**Written task**.
Copy out the listing lines between the one containing "the short-sleeved shirt." and the one containing "[387,229,433,251]", inclusive, changing "light brown horse" to "tan horse" and leaving everything else unchanged.

**Rows**.

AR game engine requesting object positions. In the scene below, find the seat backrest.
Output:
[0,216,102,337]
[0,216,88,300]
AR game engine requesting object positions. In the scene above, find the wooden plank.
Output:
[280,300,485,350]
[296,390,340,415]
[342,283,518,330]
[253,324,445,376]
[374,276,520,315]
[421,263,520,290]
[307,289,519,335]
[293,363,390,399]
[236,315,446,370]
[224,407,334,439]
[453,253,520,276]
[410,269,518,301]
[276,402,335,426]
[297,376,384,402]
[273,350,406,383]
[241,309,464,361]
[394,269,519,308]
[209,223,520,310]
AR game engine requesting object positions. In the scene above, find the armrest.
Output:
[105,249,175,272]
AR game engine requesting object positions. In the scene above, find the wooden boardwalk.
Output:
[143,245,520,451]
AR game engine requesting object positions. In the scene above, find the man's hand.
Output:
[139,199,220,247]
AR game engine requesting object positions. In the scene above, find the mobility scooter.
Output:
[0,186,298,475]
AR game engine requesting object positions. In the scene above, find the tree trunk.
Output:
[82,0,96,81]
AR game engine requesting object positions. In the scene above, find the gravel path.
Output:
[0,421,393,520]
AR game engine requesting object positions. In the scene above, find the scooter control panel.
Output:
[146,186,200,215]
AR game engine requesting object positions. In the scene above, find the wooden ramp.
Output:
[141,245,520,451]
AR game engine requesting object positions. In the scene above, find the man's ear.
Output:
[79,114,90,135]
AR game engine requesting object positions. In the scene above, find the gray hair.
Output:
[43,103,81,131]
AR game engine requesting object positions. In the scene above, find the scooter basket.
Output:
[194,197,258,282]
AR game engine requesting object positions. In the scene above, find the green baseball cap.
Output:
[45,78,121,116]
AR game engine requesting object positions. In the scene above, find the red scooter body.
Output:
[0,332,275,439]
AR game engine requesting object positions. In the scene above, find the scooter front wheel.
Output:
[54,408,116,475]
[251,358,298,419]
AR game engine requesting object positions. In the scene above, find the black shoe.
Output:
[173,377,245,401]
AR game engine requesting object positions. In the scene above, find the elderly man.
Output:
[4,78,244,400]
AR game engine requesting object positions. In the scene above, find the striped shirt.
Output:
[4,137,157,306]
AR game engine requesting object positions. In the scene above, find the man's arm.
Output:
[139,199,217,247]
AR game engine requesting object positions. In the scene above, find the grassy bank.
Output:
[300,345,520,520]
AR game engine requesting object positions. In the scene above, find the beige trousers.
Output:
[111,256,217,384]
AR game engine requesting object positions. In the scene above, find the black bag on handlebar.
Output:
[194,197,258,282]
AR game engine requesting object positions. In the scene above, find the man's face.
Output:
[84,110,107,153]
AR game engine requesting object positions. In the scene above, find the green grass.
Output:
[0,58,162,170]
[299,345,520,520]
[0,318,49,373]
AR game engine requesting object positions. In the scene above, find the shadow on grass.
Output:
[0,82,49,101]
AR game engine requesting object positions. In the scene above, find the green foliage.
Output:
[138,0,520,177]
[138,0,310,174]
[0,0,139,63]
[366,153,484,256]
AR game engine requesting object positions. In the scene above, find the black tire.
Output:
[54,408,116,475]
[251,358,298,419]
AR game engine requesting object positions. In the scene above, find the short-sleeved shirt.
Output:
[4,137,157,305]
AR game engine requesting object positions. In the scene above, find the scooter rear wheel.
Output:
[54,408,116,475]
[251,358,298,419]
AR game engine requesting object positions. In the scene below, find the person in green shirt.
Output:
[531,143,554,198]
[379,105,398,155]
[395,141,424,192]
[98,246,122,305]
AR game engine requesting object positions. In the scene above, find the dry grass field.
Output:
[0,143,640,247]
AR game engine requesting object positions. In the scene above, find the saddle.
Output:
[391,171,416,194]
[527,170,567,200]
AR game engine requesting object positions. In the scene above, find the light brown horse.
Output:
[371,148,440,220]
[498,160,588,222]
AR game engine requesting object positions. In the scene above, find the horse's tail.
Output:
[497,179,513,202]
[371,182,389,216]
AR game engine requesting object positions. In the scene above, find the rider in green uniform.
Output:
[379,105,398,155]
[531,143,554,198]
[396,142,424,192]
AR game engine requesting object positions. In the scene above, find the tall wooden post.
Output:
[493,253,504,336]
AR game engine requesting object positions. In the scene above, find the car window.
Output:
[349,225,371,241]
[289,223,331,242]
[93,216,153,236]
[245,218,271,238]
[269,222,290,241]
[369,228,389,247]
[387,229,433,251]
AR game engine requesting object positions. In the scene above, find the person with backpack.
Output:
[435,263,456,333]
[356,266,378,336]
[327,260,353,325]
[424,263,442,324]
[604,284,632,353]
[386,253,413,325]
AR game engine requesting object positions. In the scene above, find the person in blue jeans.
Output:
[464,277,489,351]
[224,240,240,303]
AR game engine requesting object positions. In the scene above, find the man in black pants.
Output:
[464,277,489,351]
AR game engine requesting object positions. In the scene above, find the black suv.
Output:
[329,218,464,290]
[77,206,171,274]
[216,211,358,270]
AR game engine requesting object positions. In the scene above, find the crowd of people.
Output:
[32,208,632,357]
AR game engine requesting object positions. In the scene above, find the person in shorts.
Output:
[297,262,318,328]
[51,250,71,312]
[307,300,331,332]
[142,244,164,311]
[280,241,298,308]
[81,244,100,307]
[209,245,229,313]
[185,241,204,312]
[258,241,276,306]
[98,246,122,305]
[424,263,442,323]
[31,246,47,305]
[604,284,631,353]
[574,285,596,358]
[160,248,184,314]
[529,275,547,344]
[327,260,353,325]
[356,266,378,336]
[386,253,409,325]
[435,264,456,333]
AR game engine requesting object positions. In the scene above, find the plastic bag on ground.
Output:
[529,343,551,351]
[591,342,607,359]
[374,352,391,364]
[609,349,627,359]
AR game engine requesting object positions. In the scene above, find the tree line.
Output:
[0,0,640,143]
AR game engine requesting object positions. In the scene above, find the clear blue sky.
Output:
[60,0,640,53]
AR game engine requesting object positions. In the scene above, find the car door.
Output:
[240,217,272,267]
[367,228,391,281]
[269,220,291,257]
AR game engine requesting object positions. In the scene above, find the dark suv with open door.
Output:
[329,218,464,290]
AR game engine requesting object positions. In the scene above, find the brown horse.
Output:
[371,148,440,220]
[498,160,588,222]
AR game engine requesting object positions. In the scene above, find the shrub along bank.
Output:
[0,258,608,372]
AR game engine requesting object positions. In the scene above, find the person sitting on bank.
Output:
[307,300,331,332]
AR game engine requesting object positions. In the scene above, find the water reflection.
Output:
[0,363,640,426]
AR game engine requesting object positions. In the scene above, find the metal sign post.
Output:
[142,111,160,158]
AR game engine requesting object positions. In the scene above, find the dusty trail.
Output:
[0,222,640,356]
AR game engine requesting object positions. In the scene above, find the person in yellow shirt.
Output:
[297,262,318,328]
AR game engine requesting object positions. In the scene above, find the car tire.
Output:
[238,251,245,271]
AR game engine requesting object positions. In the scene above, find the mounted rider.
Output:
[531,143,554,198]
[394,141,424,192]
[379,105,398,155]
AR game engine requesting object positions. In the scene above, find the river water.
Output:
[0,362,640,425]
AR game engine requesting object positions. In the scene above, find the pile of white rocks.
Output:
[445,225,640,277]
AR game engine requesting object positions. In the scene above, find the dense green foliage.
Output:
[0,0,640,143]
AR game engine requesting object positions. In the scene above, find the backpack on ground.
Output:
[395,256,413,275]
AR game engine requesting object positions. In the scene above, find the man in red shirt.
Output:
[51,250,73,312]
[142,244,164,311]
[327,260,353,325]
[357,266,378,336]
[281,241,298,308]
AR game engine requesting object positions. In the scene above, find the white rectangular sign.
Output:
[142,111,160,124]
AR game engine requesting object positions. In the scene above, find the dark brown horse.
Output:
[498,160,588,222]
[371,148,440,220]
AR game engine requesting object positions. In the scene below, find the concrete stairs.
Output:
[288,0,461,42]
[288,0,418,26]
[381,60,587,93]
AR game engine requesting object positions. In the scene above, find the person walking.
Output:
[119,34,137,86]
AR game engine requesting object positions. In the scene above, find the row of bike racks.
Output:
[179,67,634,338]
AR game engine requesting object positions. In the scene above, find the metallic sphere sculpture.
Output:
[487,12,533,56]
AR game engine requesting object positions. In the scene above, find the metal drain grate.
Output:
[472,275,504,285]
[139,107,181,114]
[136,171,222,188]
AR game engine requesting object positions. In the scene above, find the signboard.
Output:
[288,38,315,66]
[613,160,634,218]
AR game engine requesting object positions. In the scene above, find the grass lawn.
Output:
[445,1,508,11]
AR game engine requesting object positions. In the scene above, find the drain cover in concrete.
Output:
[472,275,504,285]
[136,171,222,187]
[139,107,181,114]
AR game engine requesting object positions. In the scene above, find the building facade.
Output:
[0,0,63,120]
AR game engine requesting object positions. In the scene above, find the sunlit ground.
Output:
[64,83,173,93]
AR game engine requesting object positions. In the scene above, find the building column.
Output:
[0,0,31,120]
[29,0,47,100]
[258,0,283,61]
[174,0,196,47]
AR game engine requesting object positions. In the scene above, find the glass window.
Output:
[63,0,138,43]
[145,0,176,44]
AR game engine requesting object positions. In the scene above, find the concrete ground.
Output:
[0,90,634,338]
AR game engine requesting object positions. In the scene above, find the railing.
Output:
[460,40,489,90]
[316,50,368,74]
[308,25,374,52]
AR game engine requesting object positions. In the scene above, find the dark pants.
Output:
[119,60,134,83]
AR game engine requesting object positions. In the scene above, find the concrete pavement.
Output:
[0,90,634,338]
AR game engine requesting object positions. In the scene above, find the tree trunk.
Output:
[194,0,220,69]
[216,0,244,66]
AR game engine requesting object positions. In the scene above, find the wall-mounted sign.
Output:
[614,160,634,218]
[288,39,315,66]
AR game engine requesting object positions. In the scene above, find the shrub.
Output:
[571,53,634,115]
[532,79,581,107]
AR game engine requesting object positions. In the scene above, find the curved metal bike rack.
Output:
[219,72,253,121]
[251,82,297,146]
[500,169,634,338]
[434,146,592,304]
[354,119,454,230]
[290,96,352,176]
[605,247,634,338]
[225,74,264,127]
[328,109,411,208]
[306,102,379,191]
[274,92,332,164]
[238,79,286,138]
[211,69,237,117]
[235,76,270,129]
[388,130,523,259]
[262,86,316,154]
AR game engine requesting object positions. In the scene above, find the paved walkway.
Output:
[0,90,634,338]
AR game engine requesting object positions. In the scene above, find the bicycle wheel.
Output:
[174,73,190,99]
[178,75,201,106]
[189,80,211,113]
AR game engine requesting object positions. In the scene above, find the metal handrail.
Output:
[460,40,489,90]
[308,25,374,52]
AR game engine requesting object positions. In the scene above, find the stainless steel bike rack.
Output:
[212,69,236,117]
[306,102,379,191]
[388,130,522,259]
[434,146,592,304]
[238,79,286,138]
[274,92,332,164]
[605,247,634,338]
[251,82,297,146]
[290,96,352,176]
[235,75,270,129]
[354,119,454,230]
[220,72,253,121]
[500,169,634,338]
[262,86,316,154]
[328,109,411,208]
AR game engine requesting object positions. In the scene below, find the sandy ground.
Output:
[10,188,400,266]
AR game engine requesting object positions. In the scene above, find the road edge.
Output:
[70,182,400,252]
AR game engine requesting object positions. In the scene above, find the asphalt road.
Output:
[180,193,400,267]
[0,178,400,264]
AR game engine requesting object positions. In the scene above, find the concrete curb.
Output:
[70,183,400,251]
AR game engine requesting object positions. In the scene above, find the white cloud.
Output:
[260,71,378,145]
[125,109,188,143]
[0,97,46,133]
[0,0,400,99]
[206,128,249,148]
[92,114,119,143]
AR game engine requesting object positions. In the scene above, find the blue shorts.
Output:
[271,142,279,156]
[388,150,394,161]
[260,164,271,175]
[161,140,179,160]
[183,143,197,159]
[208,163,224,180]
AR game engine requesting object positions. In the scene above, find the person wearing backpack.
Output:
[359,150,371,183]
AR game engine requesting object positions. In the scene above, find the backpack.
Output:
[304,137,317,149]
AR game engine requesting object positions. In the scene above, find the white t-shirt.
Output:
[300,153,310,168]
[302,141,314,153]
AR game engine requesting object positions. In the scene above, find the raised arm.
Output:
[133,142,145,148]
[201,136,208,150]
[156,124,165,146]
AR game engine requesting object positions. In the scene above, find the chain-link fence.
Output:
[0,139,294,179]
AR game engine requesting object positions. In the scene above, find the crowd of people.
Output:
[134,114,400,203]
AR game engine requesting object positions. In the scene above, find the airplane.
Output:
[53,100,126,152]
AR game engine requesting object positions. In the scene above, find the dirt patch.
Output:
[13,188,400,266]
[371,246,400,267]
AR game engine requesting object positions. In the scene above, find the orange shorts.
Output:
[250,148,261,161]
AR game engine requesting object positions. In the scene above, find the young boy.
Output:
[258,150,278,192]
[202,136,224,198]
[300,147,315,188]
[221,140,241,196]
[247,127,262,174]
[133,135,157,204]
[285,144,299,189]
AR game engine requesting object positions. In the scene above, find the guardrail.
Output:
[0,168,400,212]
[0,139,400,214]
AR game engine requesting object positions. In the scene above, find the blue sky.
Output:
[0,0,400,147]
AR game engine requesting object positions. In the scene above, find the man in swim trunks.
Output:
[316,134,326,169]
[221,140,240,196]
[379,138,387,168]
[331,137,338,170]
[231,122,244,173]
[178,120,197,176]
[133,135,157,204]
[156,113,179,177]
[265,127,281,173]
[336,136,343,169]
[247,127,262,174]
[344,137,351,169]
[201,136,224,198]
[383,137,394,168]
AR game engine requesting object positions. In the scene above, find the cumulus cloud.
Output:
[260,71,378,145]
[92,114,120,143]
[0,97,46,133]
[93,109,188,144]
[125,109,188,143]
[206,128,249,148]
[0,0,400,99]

**Complete response**.
AR game engine requesting object positions. In the scene above, find the short-sleeved shirt.
Output:
[4,137,157,305]
AR game engine requesting object positions. In the scene above, find the scooter rear wheel.
Output:
[54,408,116,475]
[251,358,298,419]
AR game engine requesting object positions. In the scene below, find the person in green shirt.
Output:
[531,143,554,198]
[379,105,398,155]
[395,141,424,192]
[98,246,122,305]
AR game engine requesting object positions. In the scene above, find the dry grass field.
Output:
[0,143,640,247]
AR game engine requesting object positions. In the scene above, find the saddle.
Output:
[391,171,416,194]
[527,170,567,200]
AR game engine requesting object positions. In the scene above, find the tan horse.
Output:
[371,148,440,220]
[498,160,588,222]
AR game engine requesting object positions. In the scene above, find the horse's tail.
Output:
[497,179,513,202]
[371,182,389,216]
AR game engine requesting object positions. In the scene above, find the rider in green uniform.
Output:
[379,105,398,155]
[531,143,554,198]
[396,142,424,192]
AR game engine requesting object positions. In the scene above, find the tall wooden post.
Output:
[493,253,504,336]
AR game engine requesting object positions. In the scene above, find the car window.
Output:
[349,225,371,241]
[289,223,331,242]
[93,216,153,236]
[245,218,271,238]
[269,222,290,241]
[369,228,389,247]
[387,229,433,251]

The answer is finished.